Short exercise A
In the Eddie Moore excerpt:
(i) Who received the award in Charlotte Street's inaugural year?
(ii) Where did Moore earn his master's degree in Jazz Studies?
(iii) What is the name of the recurring jam session Moore hosts?
Short exercise B
Does the Eddie Moore excerpt support each statement?
(i) Charlotte Street restricts how artists may spend the prize money.
(ii) Moore was raised in Houston, Texas.
(iii) Prepared piano involves placing objects between or on top of piano strings.
Short exercise C
How might the Eddie Moore excerpt go on? Carry it on from its last sentence.

-- Source excerpt start --

Charlotte Street established the Generative and Performing Artist Awards to “recognize artists creating outstanding, innovative, original work in the fields of dance, theatre, music, performance art, and hybrid/interdisciplinary versions thereof,” according to the foundation’s website. With its prize to Moore, Charlotte Street continues to favor jazz artists whose work strives to move outside the time-honored canon of classic songs usually associated with jazz, a trend that started in the inaugural year’s award to Mark Southerland.

Charlotte Street provides its prize without strings, meaning that artists can choose how to use the funds. In Moore’s case, the cash is being used to help expand the brand of his band by touring, providing marketing and promotion for his recordings, and traveling to the South by Southwest music festival in Austin, Texas.

When discussing his music, Moore focuses on the hybrid nature of his influences and output. His background in jazz runs deep. He was raised in Houston, Texas, and was a working musician before moving to Kansas City to get a master’s degree in Jazz Studies from the UMKC Conservatory of Music.

Eddie Moore and the Outer Circle serves as Moore’s primary vehicle of expression. He also performs in reggae, rock and hip-hop settings. At the recurring jam session he hosts known as “Fresh to Def,” he seeks to bridge the gap between jazz musicians, MCs and rappers, noting that they all rely on improvisation. He also has plans for a jazz and hip-hop recording project utilizing prepared piano, which incorporates objects between or on top of piano strings to produce a variety of percussive effects.

-- Source excerpt end --
-- Supplied information start --

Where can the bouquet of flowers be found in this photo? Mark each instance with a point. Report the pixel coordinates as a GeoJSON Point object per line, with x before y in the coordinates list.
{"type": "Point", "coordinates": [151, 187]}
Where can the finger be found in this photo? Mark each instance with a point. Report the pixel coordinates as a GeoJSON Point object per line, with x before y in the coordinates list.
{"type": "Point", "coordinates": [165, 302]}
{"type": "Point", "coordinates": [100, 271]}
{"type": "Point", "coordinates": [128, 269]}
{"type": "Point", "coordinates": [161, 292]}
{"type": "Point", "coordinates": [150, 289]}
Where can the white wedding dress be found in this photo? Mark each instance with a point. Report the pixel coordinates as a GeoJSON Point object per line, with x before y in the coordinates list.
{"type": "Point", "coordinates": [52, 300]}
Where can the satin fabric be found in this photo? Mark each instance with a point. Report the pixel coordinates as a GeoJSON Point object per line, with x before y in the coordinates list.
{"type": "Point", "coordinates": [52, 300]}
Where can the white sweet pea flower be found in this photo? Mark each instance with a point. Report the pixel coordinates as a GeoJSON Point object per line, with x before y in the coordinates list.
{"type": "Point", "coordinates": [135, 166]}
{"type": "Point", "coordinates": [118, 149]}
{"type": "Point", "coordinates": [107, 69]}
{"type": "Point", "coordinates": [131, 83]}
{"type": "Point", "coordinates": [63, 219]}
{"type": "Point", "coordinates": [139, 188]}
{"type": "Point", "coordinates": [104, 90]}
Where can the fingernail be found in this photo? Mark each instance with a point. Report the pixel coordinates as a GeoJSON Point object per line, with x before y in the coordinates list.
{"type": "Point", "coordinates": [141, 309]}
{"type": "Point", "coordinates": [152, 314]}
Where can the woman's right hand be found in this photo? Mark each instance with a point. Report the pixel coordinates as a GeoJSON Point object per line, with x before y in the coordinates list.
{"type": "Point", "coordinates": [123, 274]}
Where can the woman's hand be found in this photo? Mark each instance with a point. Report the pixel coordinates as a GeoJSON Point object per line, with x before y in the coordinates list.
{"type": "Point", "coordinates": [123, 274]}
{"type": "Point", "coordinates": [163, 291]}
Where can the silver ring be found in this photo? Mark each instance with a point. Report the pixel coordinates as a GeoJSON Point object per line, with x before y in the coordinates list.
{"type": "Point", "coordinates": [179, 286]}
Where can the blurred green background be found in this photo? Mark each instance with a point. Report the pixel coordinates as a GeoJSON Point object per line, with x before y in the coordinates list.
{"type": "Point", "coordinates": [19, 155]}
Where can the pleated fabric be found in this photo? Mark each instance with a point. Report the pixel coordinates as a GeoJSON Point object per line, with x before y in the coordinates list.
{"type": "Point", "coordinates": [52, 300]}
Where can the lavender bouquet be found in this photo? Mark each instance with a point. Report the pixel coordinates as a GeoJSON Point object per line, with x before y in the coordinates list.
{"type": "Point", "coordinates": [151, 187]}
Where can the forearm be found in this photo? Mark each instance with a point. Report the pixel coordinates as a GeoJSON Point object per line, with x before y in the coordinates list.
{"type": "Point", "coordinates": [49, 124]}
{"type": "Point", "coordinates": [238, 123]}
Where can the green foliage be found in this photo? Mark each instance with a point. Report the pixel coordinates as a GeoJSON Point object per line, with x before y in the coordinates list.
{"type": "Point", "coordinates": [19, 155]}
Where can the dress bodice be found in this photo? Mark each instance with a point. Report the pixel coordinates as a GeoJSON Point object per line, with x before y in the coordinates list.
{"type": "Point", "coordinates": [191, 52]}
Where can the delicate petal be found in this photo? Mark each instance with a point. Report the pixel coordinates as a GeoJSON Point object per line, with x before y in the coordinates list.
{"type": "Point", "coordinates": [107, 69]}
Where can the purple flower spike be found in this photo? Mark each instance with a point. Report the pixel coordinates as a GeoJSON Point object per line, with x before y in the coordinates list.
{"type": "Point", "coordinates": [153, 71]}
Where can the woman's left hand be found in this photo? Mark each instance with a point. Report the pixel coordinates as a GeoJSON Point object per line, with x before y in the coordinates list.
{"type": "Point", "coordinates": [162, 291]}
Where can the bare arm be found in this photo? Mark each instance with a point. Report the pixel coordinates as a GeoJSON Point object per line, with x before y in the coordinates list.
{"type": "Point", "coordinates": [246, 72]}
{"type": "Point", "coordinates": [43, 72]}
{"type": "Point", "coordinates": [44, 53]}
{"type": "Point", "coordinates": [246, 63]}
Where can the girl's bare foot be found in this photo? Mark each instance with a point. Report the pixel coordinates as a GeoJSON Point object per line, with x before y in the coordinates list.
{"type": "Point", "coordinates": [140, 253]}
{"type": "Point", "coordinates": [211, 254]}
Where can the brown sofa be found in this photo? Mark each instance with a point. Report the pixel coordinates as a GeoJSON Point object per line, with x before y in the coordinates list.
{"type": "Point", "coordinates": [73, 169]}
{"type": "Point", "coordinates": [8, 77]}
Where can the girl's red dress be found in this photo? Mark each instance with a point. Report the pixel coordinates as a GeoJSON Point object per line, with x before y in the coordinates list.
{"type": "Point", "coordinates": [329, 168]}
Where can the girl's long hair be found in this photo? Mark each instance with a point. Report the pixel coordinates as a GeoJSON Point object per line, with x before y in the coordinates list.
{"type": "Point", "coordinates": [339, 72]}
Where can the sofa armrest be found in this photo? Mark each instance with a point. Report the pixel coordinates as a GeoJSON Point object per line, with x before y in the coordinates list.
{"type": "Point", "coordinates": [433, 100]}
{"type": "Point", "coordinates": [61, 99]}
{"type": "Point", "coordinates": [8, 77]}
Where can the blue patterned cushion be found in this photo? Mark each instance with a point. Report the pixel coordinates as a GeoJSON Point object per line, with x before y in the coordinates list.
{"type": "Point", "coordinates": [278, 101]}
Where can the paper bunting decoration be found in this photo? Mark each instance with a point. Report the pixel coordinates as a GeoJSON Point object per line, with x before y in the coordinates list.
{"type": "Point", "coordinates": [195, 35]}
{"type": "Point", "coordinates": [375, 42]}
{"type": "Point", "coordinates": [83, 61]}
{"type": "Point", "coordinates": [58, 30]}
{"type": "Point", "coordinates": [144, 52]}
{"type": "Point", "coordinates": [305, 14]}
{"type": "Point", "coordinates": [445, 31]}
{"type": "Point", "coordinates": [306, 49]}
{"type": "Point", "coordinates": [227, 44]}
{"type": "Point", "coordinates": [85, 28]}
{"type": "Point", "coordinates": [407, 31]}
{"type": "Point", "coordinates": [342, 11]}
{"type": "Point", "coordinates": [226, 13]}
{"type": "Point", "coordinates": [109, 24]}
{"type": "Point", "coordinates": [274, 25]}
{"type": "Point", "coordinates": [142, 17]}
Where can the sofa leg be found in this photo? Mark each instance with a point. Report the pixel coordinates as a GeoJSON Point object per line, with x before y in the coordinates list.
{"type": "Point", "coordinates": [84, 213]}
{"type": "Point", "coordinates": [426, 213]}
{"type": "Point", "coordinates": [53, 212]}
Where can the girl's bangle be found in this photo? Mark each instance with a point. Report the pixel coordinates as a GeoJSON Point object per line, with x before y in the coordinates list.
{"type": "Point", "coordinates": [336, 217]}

-- Supplied information end --

Right answer A
(i) Mark Southerland
(ii) The UMKC Conservatory of Music
(iii) "Fresh to Def"

Right answer B
(i) No: "Charlotte Street provides its prize without strings, meaning that artists can choose how to use the funds."
(ii) Yes: "He was raised in Houston, Texas"
(iii) Yes: "prepared piano, which incorporates objects between or on top of piano strings"

Right answer C
On his recent release Kings and Queens, recorded with Adam Schlozman on guitar, Pat Adams playing drums, Deandre Manning on electric bass and Daniel Robinson playing alto sax, the swing rhythm so often associated with jazz seems mostly absent. In Moore’s words, the three-part title track begins with polyrhythms, signaling the African roots of jazz, and then moves through and incorporates various other musical styles such as electronic music, R&B and hip-hop. Close listening to the recording reveals additional influences such as the blues, modal jazz of the 1960s and 1970s and pop music.

Moore feels that jazz is music of its time and place, and that swing in particular belongs to a specific period that he and his contemporaries do not live in. He states, “When I walk down the street, what does Kansas City sound like today? I’m more likely to hear hip-hop than swing.”

From Moore’s perspective, the takeaway for listeners of his music should be that “Jazz isn’t what you think it is. It never really has been. Maybe we should just call it improvisation.” For a historical perspective on this assertion, Moore invokes none other than Duke Ellington, who at one time suggested that his music be called “music of freedom of expression” rather than jazz.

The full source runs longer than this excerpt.